▸ What is being asked: Pick out each row below that contains the word "podium" and copy those rows in full.

▸ Dataset records:
## Begin

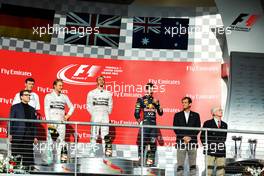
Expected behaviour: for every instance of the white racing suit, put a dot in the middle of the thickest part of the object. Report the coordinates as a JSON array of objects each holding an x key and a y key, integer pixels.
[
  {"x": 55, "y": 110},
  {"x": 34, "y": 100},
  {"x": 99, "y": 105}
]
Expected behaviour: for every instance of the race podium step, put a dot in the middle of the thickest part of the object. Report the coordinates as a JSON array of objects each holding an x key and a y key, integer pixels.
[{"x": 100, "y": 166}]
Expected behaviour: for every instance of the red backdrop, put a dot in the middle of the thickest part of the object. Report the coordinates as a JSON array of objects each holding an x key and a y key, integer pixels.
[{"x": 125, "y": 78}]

## End
## Begin

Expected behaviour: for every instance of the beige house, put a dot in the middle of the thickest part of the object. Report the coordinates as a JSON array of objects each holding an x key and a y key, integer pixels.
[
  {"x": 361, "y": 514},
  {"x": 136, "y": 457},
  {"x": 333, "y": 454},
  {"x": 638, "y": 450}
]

## End
## Begin

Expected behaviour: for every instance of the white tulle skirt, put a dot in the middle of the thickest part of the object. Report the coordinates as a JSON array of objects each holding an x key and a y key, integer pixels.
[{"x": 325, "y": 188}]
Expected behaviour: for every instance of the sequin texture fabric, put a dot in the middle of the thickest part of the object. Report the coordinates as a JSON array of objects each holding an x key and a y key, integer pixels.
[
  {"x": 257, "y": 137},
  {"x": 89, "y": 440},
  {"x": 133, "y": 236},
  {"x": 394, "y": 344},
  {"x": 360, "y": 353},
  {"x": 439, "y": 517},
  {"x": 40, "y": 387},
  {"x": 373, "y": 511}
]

## End

▸ Answer below:
Expected behaviour: for every instance of the race podium step, put a dot in the middle of the thickest part of the object. Report the coordinates as a JSON array of objects each holding an x key and a y key, integer pixels.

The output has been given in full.